| How to complete this task |
Copy out all of the material below character for character, leaving out the pictures.

| Information |
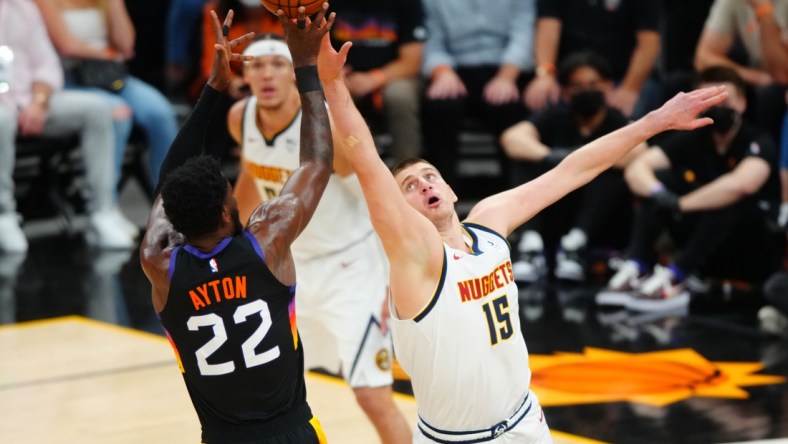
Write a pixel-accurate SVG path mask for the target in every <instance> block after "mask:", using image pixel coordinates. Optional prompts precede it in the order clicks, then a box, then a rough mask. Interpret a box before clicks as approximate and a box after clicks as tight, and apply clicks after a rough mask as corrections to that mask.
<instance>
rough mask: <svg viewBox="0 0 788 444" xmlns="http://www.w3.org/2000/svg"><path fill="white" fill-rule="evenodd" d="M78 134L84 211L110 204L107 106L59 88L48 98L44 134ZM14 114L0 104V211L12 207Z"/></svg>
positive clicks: (103, 104) (109, 132)
mask: <svg viewBox="0 0 788 444" xmlns="http://www.w3.org/2000/svg"><path fill="white" fill-rule="evenodd" d="M69 134H79V136H80V142H81V143H80V148H81V149H82V158H83V163H84V166H85V180H86V182H87V185H88V189H87V190H86V191H87V195H86V196H85V197H86V198H87V203H88V211H89V212H93V211H96V210H99V209H105V208H109V207H110V206H112V196H113V190H114V188H115V186H114V185H115V184H114V181H113V179H114V174H113V172H112V164H113V162H114V152H113V150H112V143H113V137H114V136H113V132H112V118H111V113H110V110H109V107H108V106H107V104H106V103H105V102H104V101H103V100H101V98H100V97H98V96H95V95H93V94H85V93H83V92H78V91H59V92H56V93H55V94H53V95H52V97H51V98H50V101H49V113H48V115H47V120H46V123H45V126H44V132H43V135H44V136H51V137H57V136H65V135H69ZM16 135H17V116H16V113H14V112H10V111H9V110H8V109H6V108H0V213H4V212H11V211H16V202H15V200H14V183H13V172H14V160H15V151H16V148H15V139H16Z"/></svg>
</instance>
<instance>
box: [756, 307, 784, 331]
mask: <svg viewBox="0 0 788 444" xmlns="http://www.w3.org/2000/svg"><path fill="white" fill-rule="evenodd" d="M758 321H759V324H760V329H761V331H762V332H764V333H767V334H770V335H778V336H779V335H783V334H785V333H786V332H788V318H786V317H785V315H784V314H782V313H780V311H779V310H777V309H776V308H774V307H772V306H771V305H767V306H765V307H761V309H760V310H758Z"/></svg>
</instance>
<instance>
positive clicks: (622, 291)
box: [596, 260, 641, 305]
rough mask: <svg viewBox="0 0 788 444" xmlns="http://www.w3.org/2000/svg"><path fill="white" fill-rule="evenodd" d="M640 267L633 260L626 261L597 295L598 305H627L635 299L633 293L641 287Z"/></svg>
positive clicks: (596, 302)
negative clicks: (633, 296)
mask: <svg viewBox="0 0 788 444" xmlns="http://www.w3.org/2000/svg"><path fill="white" fill-rule="evenodd" d="M640 280H641V273H640V265H638V263H637V262H635V261H633V260H628V261H624V262H623V263H621V265H620V266H619V267H618V271H617V272H616V274H614V275H613V277H612V278H610V281H608V283H607V286H606V287H605V288H604V289H603V290H602V291H600V292H599V293H597V295H596V303H597V304H599V305H627V304H628V303H629V302H630V301H631V300H632V298H633V292H634V291H635V290H637V288H638V286H639V285H640Z"/></svg>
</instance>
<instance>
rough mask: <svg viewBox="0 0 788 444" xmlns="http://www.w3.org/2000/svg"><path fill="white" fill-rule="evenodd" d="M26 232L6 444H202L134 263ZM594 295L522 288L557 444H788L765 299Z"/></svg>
mask: <svg viewBox="0 0 788 444" xmlns="http://www.w3.org/2000/svg"><path fill="white" fill-rule="evenodd" d="M146 205H147V204H141V205H140V206H139V207H138V209H137V212H136V213H134V214H132V219H133V220H135V222H139V223H140V224H142V223H143V221H144V217H145V214H146ZM132 213H133V211H132ZM25 230H26V232H28V234H30V238H31V239H30V240H31V248H30V251H29V252H28V254H27V255H26V256H23V257H19V256H0V356H2V359H0V442H2V443H13V444H17V443H19V444H28V443H126V442H128V443H132V442H134V443H140V442H144V443H158V442H161V443H169V444H177V443H198V442H199V425H198V422H197V418H196V415H195V414H194V410H193V409H192V406H191V404H190V402H189V399H188V395H187V393H186V390H185V387H184V385H183V381H182V379H181V376H180V373H179V371H178V368H177V365H176V363H175V360H174V358H173V355H172V351H171V349H170V348H169V345H168V344H167V342H166V341H165V340H164V338H163V336H162V330H161V327H160V325H159V323H158V321H157V319H156V316H155V314H154V312H153V309H152V307H151V304H150V296H149V284H148V282H147V280H146V278H145V276H144V275H143V273H142V271H141V269H140V266H139V261H138V257H137V252H136V251H128V252H97V251H91V250H88V249H86V248H85V247H84V246H83V244H82V241H81V239H80V238H79V237H69V236H67V235H63V234H60V233H58V232H47V230H41V232H40V233H39V232H36V227H35V224H27V225H26V226H25ZM55 231H56V230H55ZM595 290H596V288H595V287H594V286H592V285H587V286H582V287H574V288H573V287H566V286H560V285H558V284H556V283H554V282H547V283H545V284H541V285H535V286H531V287H523V288H521V295H520V296H521V301H520V313H519V314H520V317H521V322H522V328H523V330H524V334H525V338H526V342H527V344H528V348H529V352H530V355H531V368H532V370H533V383H532V388H533V390H534V391H535V392H536V393H537V394H538V395H539V397H540V399H541V401H542V404H543V406H544V410H545V416H546V418H547V420H548V423H549V424H550V427H551V429H552V430H553V436H554V439H555V441H556V442H557V443H597V442H605V443H638V444H645V443H734V442H766V443H778V442H779V443H788V385H786V376H788V339H786V338H779V337H769V336H766V335H764V334H762V333H761V332H760V331H759V330H758V328H757V320H756V315H755V313H756V310H757V306H758V301H757V300H756V298H757V295H756V296H753V295H752V294H749V293H747V292H741V291H738V290H737V289H736V288H733V289H732V290H731V291H723V292H718V293H712V294H710V295H709V296H706V297H702V298H697V299H695V300H693V302H692V304H691V305H690V307H689V309H688V310H678V311H674V312H667V313H647V314H636V313H628V312H626V311H615V310H602V309H601V308H599V307H597V306H596V305H595V304H594V302H593V295H594V292H595ZM460 346H461V345H460V344H458V347H460ZM398 378H399V379H398V381H397V383H396V384H395V388H396V389H397V390H398V392H400V394H398V395H397V399H396V402H397V403H398V404H399V406H400V407H401V408H402V410H403V412H405V414H406V416H407V418H408V420H409V422H410V423H411V424H414V422H415V421H414V420H415V415H416V403H415V401H414V399H413V398H412V396H410V384H409V382H408V381H407V376H406V375H404V374H401V373H398ZM307 384H308V393H309V401H310V403H311V405H312V407H313V409H314V411H315V412H316V414H317V416H318V417H319V418H320V420H321V422H322V423H323V426H324V428H325V430H326V433H327V435H328V438H329V442H332V443H339V444H361V443H363V444H367V443H375V442H377V439H376V435H375V433H374V430H373V429H372V427H371V426H370V425H369V423H368V422H367V421H366V420H365V419H364V416H363V414H362V412H361V411H360V410H359V408H358V407H357V406H356V404H355V402H354V400H353V397H352V394H351V392H350V390H349V389H347V387H345V386H344V385H343V383H342V382H341V380H338V379H336V378H333V377H331V376H327V375H324V374H316V373H310V374H309V375H308V376H307Z"/></svg>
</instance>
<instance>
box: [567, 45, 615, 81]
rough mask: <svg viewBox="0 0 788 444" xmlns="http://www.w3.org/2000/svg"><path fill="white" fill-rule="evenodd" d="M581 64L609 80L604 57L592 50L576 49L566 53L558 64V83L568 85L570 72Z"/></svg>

| The completed task |
Write a pixel-accurate SVG path mask for the target in every <instance> block after "mask:", using image pixel coordinates. Optional prompts precede it in the order clicks, then a box, then a rough mask. Interpret a box before clicks as approximate and a box after clicks as tight, and apply clicks after a rough mask as corrections to that mask.
<instance>
rough mask: <svg viewBox="0 0 788 444" xmlns="http://www.w3.org/2000/svg"><path fill="white" fill-rule="evenodd" d="M78 134L84 211L110 204L107 106L59 88L48 98L44 134ZM14 114L0 104V211L12 207Z"/></svg>
positive clicks: (103, 104) (109, 132)
mask: <svg viewBox="0 0 788 444" xmlns="http://www.w3.org/2000/svg"><path fill="white" fill-rule="evenodd" d="M69 134H79V136H80V142H81V143H80V148H81V149H82V158H83V163H84V166H85V180H86V182H87V185H88V189H87V190H86V191H87V195H86V196H85V197H86V198H87V203H88V211H89V212H93V211H96V210H99V209H105V208H109V207H110V206H112V196H113V190H114V188H115V186H114V185H115V184H114V181H113V179H114V174H113V172H112V164H113V162H114V152H113V150H112V143H113V137H114V136H113V132H112V118H111V113H110V110H109V107H108V106H107V104H106V103H105V102H104V101H103V100H101V98H100V97H98V96H95V95H93V94H85V93H83V92H78V91H59V92H56V93H55V94H53V95H52V97H51V98H50V101H49V113H48V115H47V120H46V123H45V126H44V132H43V135H44V136H51V137H57V136H65V135H69ZM16 135H17V116H16V113H14V112H10V111H9V110H8V109H6V108H0V213H4V212H11V211H16V202H15V200H14V183H13V172H14V160H15V151H16V148H15V139H16Z"/></svg>
</instance>
<instance>
box: [756, 307, 784, 331]
mask: <svg viewBox="0 0 788 444" xmlns="http://www.w3.org/2000/svg"><path fill="white" fill-rule="evenodd" d="M758 321H759V324H760V329H761V331H762V332H764V333H767V334H770V335H778V336H779V335H783V334H785V333H786V332H788V318H786V317H785V315H784V314H782V313H780V311H779V310H777V309H776V308H774V307H772V306H771V305H767V306H765V307H761V309H760V310H758Z"/></svg>
</instance>
<instance>
positive clicks: (622, 291)
box: [596, 260, 641, 305]
rough mask: <svg viewBox="0 0 788 444" xmlns="http://www.w3.org/2000/svg"><path fill="white" fill-rule="evenodd" d="M640 267L633 260L626 261L597 295L598 305H627L635 299L633 293L641 287Z"/></svg>
positive clicks: (596, 302)
negative clicks: (633, 296)
mask: <svg viewBox="0 0 788 444" xmlns="http://www.w3.org/2000/svg"><path fill="white" fill-rule="evenodd" d="M640 280H641V273H640V265H638V263H637V262H635V261H633V260H628V261H624V262H623V263H621V265H620V266H619V267H618V271H617V272H616V274H614V275H613V277H612V278H610V281H608V283H607V286H606V287H605V288H604V289H603V290H602V291H600V292H599V293H597V295H596V303H597V304H599V305H627V304H628V303H629V302H630V301H631V300H632V298H633V292H634V291H635V290H637V288H638V286H639V285H640Z"/></svg>
</instance>
<instance>
rough mask: <svg viewBox="0 0 788 444" xmlns="http://www.w3.org/2000/svg"><path fill="white" fill-rule="evenodd" d="M26 232L6 444H202L134 263ZM594 295L522 288L557 444H788L765 299Z"/></svg>
mask: <svg viewBox="0 0 788 444" xmlns="http://www.w3.org/2000/svg"><path fill="white" fill-rule="evenodd" d="M146 205H147V204H141V205H140V206H139V207H138V209H137V212H136V213H134V214H132V219H133V220H135V222H139V223H140V224H142V223H143V221H144V217H145V214H146ZM132 213H133V211H132ZM25 230H26V232H28V234H30V238H31V239H30V240H31V248H30V251H29V252H28V254H27V255H26V256H23V257H19V256H0V356H2V359H0V442H2V443H13V444H17V443H19V444H28V443H126V442H128V443H132V442H134V443H140V442H144V443H158V442H161V443H169V444H177V443H198V442H199V425H198V422H197V418H196V415H195V414H194V410H193V409H192V406H191V404H190V402H189V399H188V395H187V393H186V390H185V387H184V385H183V381H182V379H181V376H180V373H179V371H178V368H177V365H176V363H175V360H174V358H173V355H172V351H171V349H170V348H169V345H168V344H167V342H166V341H165V340H164V338H163V336H162V330H161V327H160V325H159V323H158V321H157V319H156V316H155V314H154V312H153V309H152V307H151V304H150V296H149V284H148V282H147V280H146V278H145V276H144V275H143V273H142V271H141V269H140V266H139V261H138V257H137V252H136V251H128V252H97V251H91V250H88V249H86V248H85V247H84V246H83V244H82V241H81V239H80V238H79V237H69V236H67V235H63V234H60V233H58V232H47V230H41V232H40V233H39V232H36V227H35V224H27V225H26V226H25ZM55 231H56V230H55ZM595 290H596V288H595V287H594V286H592V285H587V286H582V287H574V288H573V287H566V286H560V285H558V284H556V283H554V282H547V283H545V284H541V285H535V286H531V287H523V288H521V295H520V296H521V301H520V313H519V314H520V317H521V322H522V328H523V330H524V334H525V338H526V342H527V344H528V348H529V352H530V355H531V368H532V370H533V383H532V388H533V390H534V391H535V392H536V393H537V394H538V395H539V397H540V399H541V401H542V404H543V406H544V410H545V416H546V418H547V420H548V423H549V424H550V427H551V429H552V430H553V436H554V439H555V441H556V442H557V443H597V442H605V443H638V444H645V443H734V442H766V443H778V442H779V443H788V385H786V376H788V339H786V338H779V337H769V336H766V335H764V334H762V333H761V332H760V331H759V330H758V328H757V320H756V315H755V313H756V310H757V306H758V301H757V300H756V298H757V295H756V296H753V295H752V294H749V293H747V292H741V291H738V290H737V289H736V288H733V289H732V290H731V291H723V292H718V293H712V294H710V295H709V296H706V297H702V298H697V299H695V300H693V302H692V304H691V305H690V307H689V309H688V310H678V311H674V312H667V313H647V314H636V313H628V312H626V311H615V310H602V309H601V308H599V307H597V306H596V305H595V304H594V302H593V295H594V292H595ZM460 346H461V345H460V344H458V347H460ZM398 378H399V379H398V381H397V383H396V384H395V388H396V389H397V390H398V392H400V394H398V395H397V399H396V402H397V403H398V404H399V406H400V407H401V408H402V410H403V412H405V414H406V416H407V418H408V420H409V422H410V423H411V424H414V422H415V421H414V420H415V415H416V403H415V401H414V399H413V398H412V396H410V384H409V382H408V381H407V376H406V375H404V374H401V373H398ZM307 384H308V393H309V401H310V403H311V405H312V407H313V409H314V411H315V412H316V414H317V416H318V417H319V418H320V420H321V422H322V423H323V426H324V428H325V430H326V433H327V435H328V438H329V442H332V443H339V444H361V443H363V444H367V443H375V442H377V439H376V435H375V433H374V430H373V429H372V427H371V426H370V425H369V423H368V422H367V421H366V420H365V419H364V416H363V414H362V412H361V411H360V410H359V408H358V407H357V406H356V404H355V402H354V400H353V397H352V394H351V392H350V390H349V389H347V387H345V386H344V385H343V383H342V382H341V380H338V379H336V378H333V377H331V376H327V375H324V374H316V373H310V374H309V375H308V376H307Z"/></svg>
</instance>
<instance>
box: [567, 45, 615, 81]
rough mask: <svg viewBox="0 0 788 444" xmlns="http://www.w3.org/2000/svg"><path fill="white" fill-rule="evenodd" d="M581 64L609 80L604 57L592 50L576 49L566 53L558 64V83L568 85L570 72Z"/></svg>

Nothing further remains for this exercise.